* **対象の文章**
========================================
ロッシュとPIK3CA遺伝子変異乳がんに対するinavolisibの導入契約締結 中外製薬

 中外製薬は7月31日、ロシュとPIK3CA遺伝子変異を有するホルモン受容体(HR)陽性、HER2陰性の進行性乳がんに対し開発中のPI3Kα阻害剤inavolisibについて導入契約を締結したと発表した。
 同契約の締結により、中外製薬はinavolisibの日本における独占的開発権および販売権の許諾を受け、その対価として契約一時金およびマイルストンをロシュ社に支払う。
 inavolisibは、ロシュ・グループのメンバーであるジェネンテック社が創製し、現在、PIK3CA遺伝子変異を有する局所進行性または転移性乳がんのうち、HR陽性/HER2陰性の患者を対象に二つ(INAVO120、INAVO121)、HER2陽性の患者を対象に一つ(INAVO122)の海外P3試験が進行中である。
 INAVO120試験では、一次治療としてinavolisibをベースとしたレジメン(パルボシクリブ・フルベストラントとの併用)は、パルボシクリブ・フルベストラントのみに比べ主要評価項目である無増悪生存期間(PFS)を2倍以上に延長し、病状の悪化または死亡リスクが57%減少することが示された(15.0カ月対7.3カ月、ハザード比=0.43、95%信頼区間:0.32-0.59、p<0.0001)。
========================================
* **検討用データ**
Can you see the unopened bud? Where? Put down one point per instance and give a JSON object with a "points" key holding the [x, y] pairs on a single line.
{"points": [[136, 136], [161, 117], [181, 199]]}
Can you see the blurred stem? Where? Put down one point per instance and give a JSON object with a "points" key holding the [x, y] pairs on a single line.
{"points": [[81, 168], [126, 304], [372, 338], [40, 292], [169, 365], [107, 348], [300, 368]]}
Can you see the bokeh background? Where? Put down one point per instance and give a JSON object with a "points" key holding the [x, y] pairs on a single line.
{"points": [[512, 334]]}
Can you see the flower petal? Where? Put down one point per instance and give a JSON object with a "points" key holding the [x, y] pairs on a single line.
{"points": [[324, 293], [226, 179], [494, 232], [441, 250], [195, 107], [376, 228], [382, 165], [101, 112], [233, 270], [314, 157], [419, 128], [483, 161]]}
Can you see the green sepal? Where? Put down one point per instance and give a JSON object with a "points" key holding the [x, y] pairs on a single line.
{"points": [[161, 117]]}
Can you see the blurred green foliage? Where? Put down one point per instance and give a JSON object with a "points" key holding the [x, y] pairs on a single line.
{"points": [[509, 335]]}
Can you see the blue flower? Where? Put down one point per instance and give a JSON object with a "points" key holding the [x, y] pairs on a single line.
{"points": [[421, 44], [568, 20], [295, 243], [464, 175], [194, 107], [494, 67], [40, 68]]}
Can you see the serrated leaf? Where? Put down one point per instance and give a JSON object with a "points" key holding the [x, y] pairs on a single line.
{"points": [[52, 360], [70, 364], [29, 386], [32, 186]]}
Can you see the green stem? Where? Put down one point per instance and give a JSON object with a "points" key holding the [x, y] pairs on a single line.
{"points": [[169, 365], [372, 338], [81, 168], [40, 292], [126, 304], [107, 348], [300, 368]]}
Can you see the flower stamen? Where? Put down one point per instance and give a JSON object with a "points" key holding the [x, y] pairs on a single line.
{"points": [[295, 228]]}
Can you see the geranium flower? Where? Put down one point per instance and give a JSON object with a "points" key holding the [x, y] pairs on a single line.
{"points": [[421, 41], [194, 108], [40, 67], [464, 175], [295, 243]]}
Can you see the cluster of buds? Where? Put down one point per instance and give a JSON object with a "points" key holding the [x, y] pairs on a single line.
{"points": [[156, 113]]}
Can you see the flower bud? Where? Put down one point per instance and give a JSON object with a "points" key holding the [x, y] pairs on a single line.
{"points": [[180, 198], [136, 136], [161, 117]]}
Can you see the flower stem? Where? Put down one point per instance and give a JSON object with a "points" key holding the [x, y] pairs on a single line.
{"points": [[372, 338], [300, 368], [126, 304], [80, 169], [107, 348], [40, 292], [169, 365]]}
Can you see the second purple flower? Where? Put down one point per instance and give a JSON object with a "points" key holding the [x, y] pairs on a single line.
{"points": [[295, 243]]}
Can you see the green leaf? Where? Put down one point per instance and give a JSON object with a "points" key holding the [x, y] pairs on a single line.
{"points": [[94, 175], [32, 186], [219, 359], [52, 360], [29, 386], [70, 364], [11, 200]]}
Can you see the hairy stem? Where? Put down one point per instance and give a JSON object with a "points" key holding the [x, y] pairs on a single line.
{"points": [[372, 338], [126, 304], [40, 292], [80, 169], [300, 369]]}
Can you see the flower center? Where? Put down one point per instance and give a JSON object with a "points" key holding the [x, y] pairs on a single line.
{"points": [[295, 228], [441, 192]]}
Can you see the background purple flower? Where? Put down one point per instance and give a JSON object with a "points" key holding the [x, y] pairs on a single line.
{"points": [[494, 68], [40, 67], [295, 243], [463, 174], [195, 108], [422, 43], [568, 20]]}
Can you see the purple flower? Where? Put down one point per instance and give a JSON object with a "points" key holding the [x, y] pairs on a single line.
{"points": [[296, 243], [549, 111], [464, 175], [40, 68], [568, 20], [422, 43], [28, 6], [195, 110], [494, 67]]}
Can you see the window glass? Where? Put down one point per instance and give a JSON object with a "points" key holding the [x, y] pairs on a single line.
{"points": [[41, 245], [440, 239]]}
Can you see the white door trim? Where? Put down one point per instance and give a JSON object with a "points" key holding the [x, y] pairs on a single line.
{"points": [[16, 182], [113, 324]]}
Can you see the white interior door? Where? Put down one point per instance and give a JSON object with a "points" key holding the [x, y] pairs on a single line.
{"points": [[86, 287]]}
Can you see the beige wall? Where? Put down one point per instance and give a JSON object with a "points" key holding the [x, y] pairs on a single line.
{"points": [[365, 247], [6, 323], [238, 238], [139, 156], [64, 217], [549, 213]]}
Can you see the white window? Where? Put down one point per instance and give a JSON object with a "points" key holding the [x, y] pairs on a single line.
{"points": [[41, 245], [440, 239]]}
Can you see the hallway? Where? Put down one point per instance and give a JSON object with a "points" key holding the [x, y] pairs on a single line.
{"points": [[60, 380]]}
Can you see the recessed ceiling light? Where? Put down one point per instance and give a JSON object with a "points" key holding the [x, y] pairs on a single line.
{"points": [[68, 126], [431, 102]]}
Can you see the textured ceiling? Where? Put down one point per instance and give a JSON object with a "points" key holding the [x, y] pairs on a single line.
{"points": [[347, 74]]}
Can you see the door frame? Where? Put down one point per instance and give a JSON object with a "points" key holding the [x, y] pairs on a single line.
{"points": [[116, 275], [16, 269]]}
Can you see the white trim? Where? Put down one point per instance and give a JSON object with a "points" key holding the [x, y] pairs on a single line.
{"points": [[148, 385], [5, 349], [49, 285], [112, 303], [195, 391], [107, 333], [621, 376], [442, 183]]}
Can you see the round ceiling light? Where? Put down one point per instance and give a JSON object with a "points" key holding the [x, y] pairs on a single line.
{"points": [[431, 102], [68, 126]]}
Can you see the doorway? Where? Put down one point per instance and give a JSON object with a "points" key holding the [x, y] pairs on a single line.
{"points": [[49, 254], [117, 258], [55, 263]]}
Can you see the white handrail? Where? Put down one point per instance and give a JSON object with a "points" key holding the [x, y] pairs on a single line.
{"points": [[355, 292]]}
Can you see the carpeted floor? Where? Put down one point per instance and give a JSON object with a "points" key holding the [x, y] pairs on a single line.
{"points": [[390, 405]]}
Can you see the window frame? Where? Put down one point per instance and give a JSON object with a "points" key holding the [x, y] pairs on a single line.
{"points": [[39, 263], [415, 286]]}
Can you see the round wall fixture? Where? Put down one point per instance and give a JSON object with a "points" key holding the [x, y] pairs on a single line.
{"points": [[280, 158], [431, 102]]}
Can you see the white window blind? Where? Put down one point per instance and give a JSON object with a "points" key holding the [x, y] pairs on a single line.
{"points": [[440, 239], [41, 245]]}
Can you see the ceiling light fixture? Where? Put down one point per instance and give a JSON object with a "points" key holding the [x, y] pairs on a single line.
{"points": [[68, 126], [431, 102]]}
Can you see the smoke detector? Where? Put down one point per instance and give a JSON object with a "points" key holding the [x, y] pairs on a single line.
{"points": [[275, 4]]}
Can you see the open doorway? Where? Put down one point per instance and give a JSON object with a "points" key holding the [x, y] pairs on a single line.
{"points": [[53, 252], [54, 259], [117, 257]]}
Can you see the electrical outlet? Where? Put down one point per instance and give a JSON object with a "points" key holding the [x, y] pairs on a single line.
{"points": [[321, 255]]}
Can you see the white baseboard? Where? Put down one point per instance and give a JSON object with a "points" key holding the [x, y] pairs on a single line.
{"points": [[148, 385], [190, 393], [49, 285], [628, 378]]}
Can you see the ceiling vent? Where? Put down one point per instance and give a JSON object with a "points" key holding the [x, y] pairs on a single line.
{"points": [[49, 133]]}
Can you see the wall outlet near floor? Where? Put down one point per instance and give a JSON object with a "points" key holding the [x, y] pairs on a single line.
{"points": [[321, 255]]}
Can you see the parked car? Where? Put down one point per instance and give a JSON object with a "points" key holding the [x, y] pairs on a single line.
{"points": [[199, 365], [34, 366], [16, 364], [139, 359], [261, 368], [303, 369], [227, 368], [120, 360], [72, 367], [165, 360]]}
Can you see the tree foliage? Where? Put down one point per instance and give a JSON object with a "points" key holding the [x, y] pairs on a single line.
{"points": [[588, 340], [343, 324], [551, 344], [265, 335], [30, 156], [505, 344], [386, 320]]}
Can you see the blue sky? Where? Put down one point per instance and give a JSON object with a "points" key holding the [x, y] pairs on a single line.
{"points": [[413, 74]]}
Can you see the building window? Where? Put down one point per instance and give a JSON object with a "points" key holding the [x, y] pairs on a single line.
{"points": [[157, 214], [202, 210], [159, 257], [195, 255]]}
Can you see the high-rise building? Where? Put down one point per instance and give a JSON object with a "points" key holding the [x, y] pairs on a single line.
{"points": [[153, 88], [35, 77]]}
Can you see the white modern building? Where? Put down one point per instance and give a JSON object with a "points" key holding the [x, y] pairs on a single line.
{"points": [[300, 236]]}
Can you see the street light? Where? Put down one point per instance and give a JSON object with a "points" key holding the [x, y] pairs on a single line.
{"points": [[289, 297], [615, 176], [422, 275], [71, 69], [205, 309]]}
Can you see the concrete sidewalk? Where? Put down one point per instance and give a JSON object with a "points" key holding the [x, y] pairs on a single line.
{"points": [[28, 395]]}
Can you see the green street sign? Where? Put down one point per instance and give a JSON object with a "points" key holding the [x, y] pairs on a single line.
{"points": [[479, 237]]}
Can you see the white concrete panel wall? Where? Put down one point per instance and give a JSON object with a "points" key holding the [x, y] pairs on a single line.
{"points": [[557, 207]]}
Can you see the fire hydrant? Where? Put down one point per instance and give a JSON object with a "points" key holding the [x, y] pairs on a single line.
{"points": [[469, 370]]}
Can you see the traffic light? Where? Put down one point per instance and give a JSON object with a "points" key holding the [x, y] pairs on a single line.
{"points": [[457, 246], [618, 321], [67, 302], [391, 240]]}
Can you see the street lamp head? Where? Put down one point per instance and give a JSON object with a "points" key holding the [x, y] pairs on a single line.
========================================
* **設問**
(1) inavolisibの記事によれば、中外製薬がロシュ社に契約一時金とマイルストンを支払うのはなぜか。1〜3文で説明せよ。
(2) inavolisibの記事で、INAVO120試験の主要評価項目とされているものは何か。
(3) inavolisibの記事を、最後の文のあとから書き継げ。

* **設問ごとの解答**
(1) 中外製薬は導入契約によって、inavolisibの日本における独占的開発権と販売権の許諾を受ける。その対価として、契約一時金とマイルストンをロシュ社に支払う。

(2) 無増悪生存期間(PFS)である。

(3)
 また、忍容性は良好で安全性プロファイルは管理可能であることが確認されている。
 同試験の良好な結果に基づき、PIK3CA遺伝子変異を伴うHR陽性、HER2陰性の局所進行または転移性乳がんの一次治療に対し、inavolisibは米国FDAより画期的治療薬(Breakthrough Therapy)の指定を受けるとともに、本年11月27日をPDUFA(処方薬ユーザーフィー法)の審査期限として優先審査に指定されている。

◆奥田修中外製薬代表取締役社長 CEOのコメント
 PIK3CA変異は、HR陽性の乳がん患者さんの約40%1で見られる。PIK3CA遺伝子変異、HR陽性、HER2陰性の進行性乳がん患者さんの予後は悪く、アンメットメディカルニーズが存在している。
 海外の臨床試験で良好な結果を示しているinavolisibは、乳がん患者さんへの新たな治療選択肢となることが期待されます。inavolisibを日本の患者さんに早期にお届けするため、ロシュ社と緊密に連携し国内開発を進めていく。